**Task statement**. Every entry should be reproduced precisely, with each picture left out.

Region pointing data

_ _ _ _ _

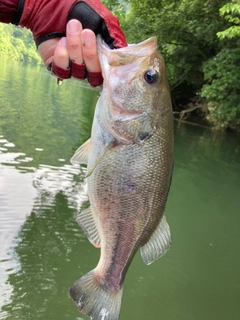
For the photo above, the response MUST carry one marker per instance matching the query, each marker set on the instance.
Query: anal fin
(158, 244)
(86, 221)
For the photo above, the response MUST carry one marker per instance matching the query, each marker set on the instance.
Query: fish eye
(151, 76)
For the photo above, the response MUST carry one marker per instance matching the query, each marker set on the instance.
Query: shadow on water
(42, 249)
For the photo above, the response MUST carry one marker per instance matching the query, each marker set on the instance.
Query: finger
(61, 57)
(89, 50)
(46, 50)
(74, 44)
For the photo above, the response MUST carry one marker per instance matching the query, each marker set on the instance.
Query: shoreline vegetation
(199, 40)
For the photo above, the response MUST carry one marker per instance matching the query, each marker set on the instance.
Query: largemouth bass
(129, 161)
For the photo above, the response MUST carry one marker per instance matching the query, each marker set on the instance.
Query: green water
(42, 249)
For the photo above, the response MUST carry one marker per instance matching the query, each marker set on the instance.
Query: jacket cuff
(8, 9)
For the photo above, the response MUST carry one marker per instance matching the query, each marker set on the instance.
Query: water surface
(42, 249)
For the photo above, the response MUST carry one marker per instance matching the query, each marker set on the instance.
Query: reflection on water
(42, 249)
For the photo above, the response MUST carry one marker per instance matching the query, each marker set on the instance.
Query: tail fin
(94, 301)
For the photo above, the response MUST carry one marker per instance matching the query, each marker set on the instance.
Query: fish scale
(129, 161)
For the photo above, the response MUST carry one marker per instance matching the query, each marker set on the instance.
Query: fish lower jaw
(109, 285)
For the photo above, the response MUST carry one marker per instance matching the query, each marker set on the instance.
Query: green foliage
(17, 44)
(231, 13)
(222, 88)
(198, 39)
(195, 38)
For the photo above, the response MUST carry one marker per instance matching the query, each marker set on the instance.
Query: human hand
(79, 46)
(47, 21)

_ _ _ _ _

**Written reply**.
For the photo above, the response MUST carry one marker per instance matching the query, each marker set on the instance.
Query: anal fin
(158, 244)
(86, 221)
For the photo above, the response MUST carry one marker per instance matching the query, each marker set on the instance.
Query: fish eye
(151, 76)
For the photo above, the response MUST carry one marker per instance matching the query, each marker set on the instance.
Query: shadow on water
(42, 249)
For the photo above, the response MUST carry one marker per instance matching the query, each marker set on the instance.
Query: finger
(61, 57)
(89, 50)
(46, 50)
(74, 44)
For the photo above, the response MUST carry one marker per instance matching the query, each marker set on the instance.
Query: shoreline vegetation
(199, 40)
For the photo above, the response MUST carry one marker per instance matching the query, each marker set on the instance.
Query: largemouth bass
(129, 161)
For the photo above, the response MUST carry one marker per instance matching the query, each marker set on the instance.
Query: green water
(42, 249)
For the photo above, the response MUST carry one marker per instance matching the query, each marker set on the instance.
Query: jacket cuff
(8, 9)
For the photo above, the response MUST carry one marker per instance matching the query, each marker set on the instance.
Query: water surface
(42, 249)
For the photo above, the response MUST carry one marker per instance matching the query, each marker set on the instance.
Query: reflection on water
(42, 249)
For the photo above, the response MUST carry one marker per instance matching the query, each marker set on the instance.
Query: tail fin
(94, 301)
For the photo above, the response MUST carry one marker per instance matching the query, each marker set on the instance.
Query: fish scale
(129, 161)
For the photo above, the response MUST carry one marker per instance matching the query, each marker set on the instance.
Query: fish lower jaw
(109, 285)
For the photo above, the response MUST carry one marker per instance matching the query, each marker set on the instance.
Query: green foliage
(17, 44)
(231, 13)
(222, 88)
(198, 39)
(195, 38)
For the photo above, the response MUST carry one marker per instance matching the query, each marker set on the instance.
Query: human hand
(79, 46)
(47, 21)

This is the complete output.